Print out all the records, word for word.

··· Listed entries ···

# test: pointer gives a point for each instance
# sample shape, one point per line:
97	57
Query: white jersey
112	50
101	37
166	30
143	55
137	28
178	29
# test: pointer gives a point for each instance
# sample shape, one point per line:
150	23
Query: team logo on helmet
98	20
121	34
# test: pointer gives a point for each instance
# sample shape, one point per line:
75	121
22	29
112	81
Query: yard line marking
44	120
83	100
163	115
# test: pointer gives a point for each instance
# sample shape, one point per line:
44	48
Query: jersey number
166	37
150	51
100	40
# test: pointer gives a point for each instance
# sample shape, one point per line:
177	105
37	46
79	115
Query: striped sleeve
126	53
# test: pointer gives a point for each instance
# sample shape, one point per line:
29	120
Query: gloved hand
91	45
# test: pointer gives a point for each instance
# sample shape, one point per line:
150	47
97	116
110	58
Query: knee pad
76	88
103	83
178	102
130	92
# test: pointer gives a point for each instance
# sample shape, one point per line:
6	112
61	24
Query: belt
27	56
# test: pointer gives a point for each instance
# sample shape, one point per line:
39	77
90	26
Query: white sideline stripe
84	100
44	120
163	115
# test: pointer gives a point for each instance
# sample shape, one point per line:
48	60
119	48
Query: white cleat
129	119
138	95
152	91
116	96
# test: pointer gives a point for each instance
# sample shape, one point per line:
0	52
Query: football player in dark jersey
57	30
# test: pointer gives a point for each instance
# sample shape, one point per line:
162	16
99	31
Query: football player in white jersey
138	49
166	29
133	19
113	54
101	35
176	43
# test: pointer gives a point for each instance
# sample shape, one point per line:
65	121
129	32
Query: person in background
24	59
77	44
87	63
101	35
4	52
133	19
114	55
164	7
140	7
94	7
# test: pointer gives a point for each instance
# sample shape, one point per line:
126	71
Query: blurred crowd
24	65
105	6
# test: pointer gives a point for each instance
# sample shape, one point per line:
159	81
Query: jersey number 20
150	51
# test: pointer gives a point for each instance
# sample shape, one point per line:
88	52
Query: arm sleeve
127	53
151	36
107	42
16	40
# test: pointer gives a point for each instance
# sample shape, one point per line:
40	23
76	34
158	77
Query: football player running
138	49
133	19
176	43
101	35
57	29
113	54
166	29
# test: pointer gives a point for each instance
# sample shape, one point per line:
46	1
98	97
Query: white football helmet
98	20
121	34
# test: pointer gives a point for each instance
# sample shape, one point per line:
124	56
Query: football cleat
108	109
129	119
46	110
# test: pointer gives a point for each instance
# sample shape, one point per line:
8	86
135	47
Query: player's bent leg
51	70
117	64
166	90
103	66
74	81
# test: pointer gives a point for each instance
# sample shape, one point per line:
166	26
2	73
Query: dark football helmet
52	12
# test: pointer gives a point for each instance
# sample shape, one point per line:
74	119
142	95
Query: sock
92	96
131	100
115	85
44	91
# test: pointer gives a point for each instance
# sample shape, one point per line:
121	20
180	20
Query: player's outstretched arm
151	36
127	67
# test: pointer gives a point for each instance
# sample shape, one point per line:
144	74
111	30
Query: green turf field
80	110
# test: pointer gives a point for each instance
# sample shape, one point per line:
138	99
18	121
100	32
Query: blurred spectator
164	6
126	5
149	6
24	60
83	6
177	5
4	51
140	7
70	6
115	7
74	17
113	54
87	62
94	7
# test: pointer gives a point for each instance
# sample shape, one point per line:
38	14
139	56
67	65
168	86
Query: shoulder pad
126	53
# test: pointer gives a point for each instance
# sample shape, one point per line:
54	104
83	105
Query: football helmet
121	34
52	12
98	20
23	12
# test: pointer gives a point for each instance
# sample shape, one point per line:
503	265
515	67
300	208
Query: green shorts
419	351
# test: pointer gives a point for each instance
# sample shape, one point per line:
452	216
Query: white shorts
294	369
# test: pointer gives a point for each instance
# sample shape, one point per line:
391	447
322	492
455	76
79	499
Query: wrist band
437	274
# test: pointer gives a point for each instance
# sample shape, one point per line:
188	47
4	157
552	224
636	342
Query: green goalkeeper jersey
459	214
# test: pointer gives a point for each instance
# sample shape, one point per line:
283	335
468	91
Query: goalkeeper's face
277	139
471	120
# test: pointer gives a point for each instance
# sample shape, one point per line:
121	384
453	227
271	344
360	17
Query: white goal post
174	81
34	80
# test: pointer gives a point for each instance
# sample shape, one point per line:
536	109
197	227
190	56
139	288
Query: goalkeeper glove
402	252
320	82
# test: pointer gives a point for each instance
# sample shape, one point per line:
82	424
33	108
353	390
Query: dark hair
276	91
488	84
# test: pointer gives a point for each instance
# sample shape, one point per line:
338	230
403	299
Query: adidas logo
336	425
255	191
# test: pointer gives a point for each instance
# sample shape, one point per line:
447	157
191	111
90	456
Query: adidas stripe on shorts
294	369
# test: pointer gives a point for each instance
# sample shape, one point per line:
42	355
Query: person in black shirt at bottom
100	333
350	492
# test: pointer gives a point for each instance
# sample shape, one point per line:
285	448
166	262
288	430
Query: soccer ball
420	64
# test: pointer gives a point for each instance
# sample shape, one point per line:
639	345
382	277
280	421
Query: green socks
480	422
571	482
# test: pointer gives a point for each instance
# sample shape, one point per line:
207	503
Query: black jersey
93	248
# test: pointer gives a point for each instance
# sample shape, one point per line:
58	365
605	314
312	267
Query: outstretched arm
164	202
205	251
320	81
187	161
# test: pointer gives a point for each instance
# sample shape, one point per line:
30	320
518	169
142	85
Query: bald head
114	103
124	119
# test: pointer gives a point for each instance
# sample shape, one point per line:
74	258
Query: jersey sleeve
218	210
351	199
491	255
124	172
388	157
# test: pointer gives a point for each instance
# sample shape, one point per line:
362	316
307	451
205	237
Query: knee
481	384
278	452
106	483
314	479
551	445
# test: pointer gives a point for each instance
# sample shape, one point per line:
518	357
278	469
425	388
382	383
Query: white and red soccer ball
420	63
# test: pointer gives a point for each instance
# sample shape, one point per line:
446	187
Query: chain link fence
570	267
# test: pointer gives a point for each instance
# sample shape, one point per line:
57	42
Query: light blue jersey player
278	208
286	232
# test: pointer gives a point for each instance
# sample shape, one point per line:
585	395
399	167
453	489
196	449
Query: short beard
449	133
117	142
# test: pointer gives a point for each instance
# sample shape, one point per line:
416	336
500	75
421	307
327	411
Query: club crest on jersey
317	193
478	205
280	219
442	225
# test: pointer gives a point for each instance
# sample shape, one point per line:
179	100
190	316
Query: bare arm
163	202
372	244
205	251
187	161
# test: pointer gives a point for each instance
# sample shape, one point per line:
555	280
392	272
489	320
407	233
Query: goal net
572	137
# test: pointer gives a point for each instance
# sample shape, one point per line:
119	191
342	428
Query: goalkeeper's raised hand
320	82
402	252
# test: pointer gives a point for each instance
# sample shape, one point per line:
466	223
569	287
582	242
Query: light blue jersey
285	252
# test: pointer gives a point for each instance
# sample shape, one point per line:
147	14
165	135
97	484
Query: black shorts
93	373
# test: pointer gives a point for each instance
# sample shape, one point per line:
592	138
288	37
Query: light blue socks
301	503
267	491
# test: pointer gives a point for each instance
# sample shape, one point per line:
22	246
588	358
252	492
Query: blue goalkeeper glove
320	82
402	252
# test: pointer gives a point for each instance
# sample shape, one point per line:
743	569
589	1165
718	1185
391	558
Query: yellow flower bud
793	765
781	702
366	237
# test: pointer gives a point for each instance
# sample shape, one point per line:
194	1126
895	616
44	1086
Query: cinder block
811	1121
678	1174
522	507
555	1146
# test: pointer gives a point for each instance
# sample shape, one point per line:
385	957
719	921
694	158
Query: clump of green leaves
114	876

···

## Response for this exercise
# test: pointer gives a point for each instance
# sample shape, one point per line:
97	57
Query: white jersey
112	50
101	37
166	30
143	55
137	28
178	29
# test: pointer gives a point for each instance
# sample shape, one point per line:
150	23
Query: team logo on helmet
98	20
121	34
# test: pointer gives a point for each instance
# sample shape, one point per line:
75	121
22	29
112	81
Query: yard line marking
44	120
83	100
163	115
# test: pointer gives a point for each instance
# sample shape, one point per line:
44	48
Query: jersey number
166	37
150	51
100	40
# test: pointer gives a point for each instance
# sample shape, one point per line:
177	105
37	46
79	115
Query: striped sleeve
126	53
# test: pointer gives a point for each instance
# sample shape, one point per line:
29	120
Query: gloved hand
91	45
# test: pointer gives a point for each instance
# sample shape, one point per line:
150	47
97	116
110	58
Query: knee pad
76	88
103	83
178	102
130	92
# test: pointer gives a point for each instance
# sample shape, one point per line:
6	112
61	24
Query: belt
27	56
# test: pointer gives a point for each instance
# sample shape, one point per line:
39	77
90	26
Query: white sideline stripe
84	100
44	120
163	115
# test: pointer gives a point for each instance
# sample shape, one point per line:
48	60
119	48
Query: white cleat
129	119
138	95
152	91
116	96
# test: pointer gives a point for each instance
# sample shape, one point per line:
0	52
Query: football player in dark jersey
57	30
# test: pointer gives a point for each instance
# sample shape, one point per line:
162	16
99	31
Query: football player in white jersey
138	49
166	29
133	19
113	54
101	35
176	43
# test: pointer gives a point for each instance
# sample shape, one point per line:
65	121
129	32
Query: person in background
24	59
77	44
87	63
101	35
4	52
133	19
114	55
164	7
140	7
94	7
# test: pointer gives a point for each instance
# sample shape, one point per line:
126	71
Query: blurred crowd
24	65
105	6
# test: pointer gives a point for each instance
# sample shape, one point per line:
159	81
Query: jersey number 20
150	51
# test: pointer gives a point for each instance
# sample shape, one point per line:
88	52
Query: arm sleeve
127	53
151	36
107	42
16	40
# test: pointer gives a point for each instance
# sample shape, one point per line:
40	23
76	34
158	77
Query: football player running
138	49
133	19
176	43
101	35
57	29
113	54
166	29
# test: pointer gives a point for each instance
# sample shape, one point per line:
46	1
98	97
Query: white football helmet
98	20
121	34
# test: pointer gives a point for each instance
# sample shape, one point per line:
124	56
Query: football cleat
108	109
129	119
46	110
# test: pointer gives a point for each instance
# sample shape, one point per line:
8	86
135	47
Query: player's bent leg
51	70
117	64
166	90
103	66
74	81
# test: pointer gives a point for each instance
# sample shape, one point per line:
166	26
2	73
Query: dark football helmet
52	12
# test: pointer gives a point for each instance
# sample shape, one point per line:
74	119
142	95
Query: sock
92	96
131	100
115	85
44	91
# test: pointer gives a point for each instance
# sample shape, one point per line:
121	20
180	20
Query: player's outstretched arm
151	36
127	67
# test: pointer gives a point for each instance
# sample shape, one point per line:
144	74
111	30
Query: green turf field
80	110
# test: pointer gives a point for each instance
# sample shape, one point per line:
138	99
18	121
100	32
Query: blurred spectator
164	6
126	5
149	6
24	60
83	6
177	5
4	51
140	7
70	6
115	7
74	17
113	54
87	62
94	7
# test: pointer gives a point for each instance
# sample shape, one point per line:
38	14
139	56
67	65
168	86
Query: shoulder pad
126	53
# test: pointer gives a point for each instance
# sample shape, one point per line:
54	104
83	105
Query: football helmet
121	34
52	12
98	20
23	12
# test: pointer gives a point for each instance
# sample shape, one point per line:
503	265
515	67
300	208
Query: green shorts
419	351
# test: pointer gives a point for each instance
# sample shape, one point per line:
452	216
Query: white shorts
294	369
# test: pointer gives a point for each instance
# sample shape, one point per line:
391	447
322	492
455	76
79	499
Query: wrist band
437	274
# test: pointer gives a point for each instance
# sample shape, one point per line:
188	47
4	157
552	224
636	342
Query: green goalkeeper jersey
459	214
# test: pointer gives a point for each instance
# sample shape, one point per line:
283	335
468	91
Query: goalkeeper's face
277	139
471	120
# test: pointer gives a point for each instance
# sample shape, one point per line:
121	384
453	227
271	344
360	17
Query: white goal post
174	81
34	80
# test: pointer gives a point for each instance
# sample shape, one point per line:
536	109
197	227
190	56
139	288
Query: goalkeeper glove
402	252
320	82
# test: pointer gives a point for each instance
# sample shape, one point per line:
82	424
33	108
353	390
Query: dark hair
276	91
488	84
# test: pointer gives a point for each instance
# sample shape, one point per line:
338	230
403	299
Query: adidas logo
336	425
255	191
# test: pointer gives a point for each instance
# sample shape, one point per line:
447	157
191	111
90	456
Query: adidas stripe on shorts
294	369
# test: pointer gives a point for each instance
# sample shape, one point per line:
42	355
Query: person in black shirt at bottom
100	333
350	492
# test: pointer gives a point for each instance
# sample shape, one point per line:
285	448
166	262
288	430
Query: soccer ball
420	64
# test: pointer gives a point for each instance
# sample shape, one point per line:
639	345
382	277
280	421
Query: green socks
480	422
571	482
# test: pointer gives a point for each instance
# sample shape, one point per line:
207	503
Query: black jersey
93	248
# test: pointer gives a point for each instance
# sample shape, one point per line:
58	365
605	314
312	267
Query: outstretched arm
164	202
205	251
320	81
187	161
# test: pointer gives a point for each instance
# sample shape, one point per line:
30	320
518	169
142	85
Query: bald head
114	103
124	119
# test: pointer gives a point for each instance
# sample shape, one point per line:
74	258
Query: jersey sleeve
218	210
351	199
491	255
124	172
388	157
# test: pointer gives a point for each instance
# sample shape, one point per line:
362	316
307	451
205	237
Query: knee
481	384
278	452
106	483
314	479
551	445
# test: pointer gives a point for each instance
# sample shape, one point per line:
518	357
278	469
425	388
382	383
Query: white and red soccer ball
420	63
# test: pointer gives a point for each instance
# sample shape, one point per line:
446	187
Query: chain link fence
570	267
# test: pointer gives a point for each instance
# sample shape, one point per line:
57	42
Query: light blue jersey player
278	208
286	232
# test: pointer gives a point for each instance
# sample shape, one point per line:
585	395
399	167
453	489
196	449
Query: short beard
449	133
117	142
# test: pointer gives a point for each instance
# sample shape, one point per line:
416	336
500	75
421	307
327	411
Query: club crest on jersey
317	193
478	205
280	219
442	225
# test: pointer gives a point for each instance
# sample shape, one point per line:
179	100
190	316
Query: bare arm
163	202
372	244
205	251
187	161
# test: pointer gives a point for each instance
# sample shape, one point per line:
555	280
392	272
489	320
407	233
Query: goal net
572	137
# test: pointer gives a point for each instance
# sample shape, one point per line:
119	191
342	428
Query: goalkeeper's raised hand
320	82
402	252
# test: pointer gives a point for each instance
# sample shape, one point per line:
466	223
569	287
582	242
Query: light blue jersey
285	252
# test: pointer gives a point for each instance
# sample shape, one point per line:
147	14
165	135
97	484
Query: black shorts
93	373
# test: pointer gives a point for each instance
# sample shape, one point per line:
592	138
288	37
Query: light blue socks
301	503
267	491
# test: pointer gives a point for each instance
# sample shape, one point per line:
22	246
588	358
252	492
Query: blue goalkeeper glove
320	82
402	252
# test: pointer gives a point for each instance
# sample shape, one point per line:
743	569
589	1165
718	1185
391	558
Query: yellow flower bud
793	765
781	702
366	237
# test: pointer gives a point for each instance
# sample shape, one point per line:
194	1126
895	616
44	1086
Query: cinder block
811	1121
678	1174
522	507
555	1146
# test: pointer gives a point for each instance
# sample shape, one point per line:
385	957
719	921
694	158
Query: clump of green leaves
114	876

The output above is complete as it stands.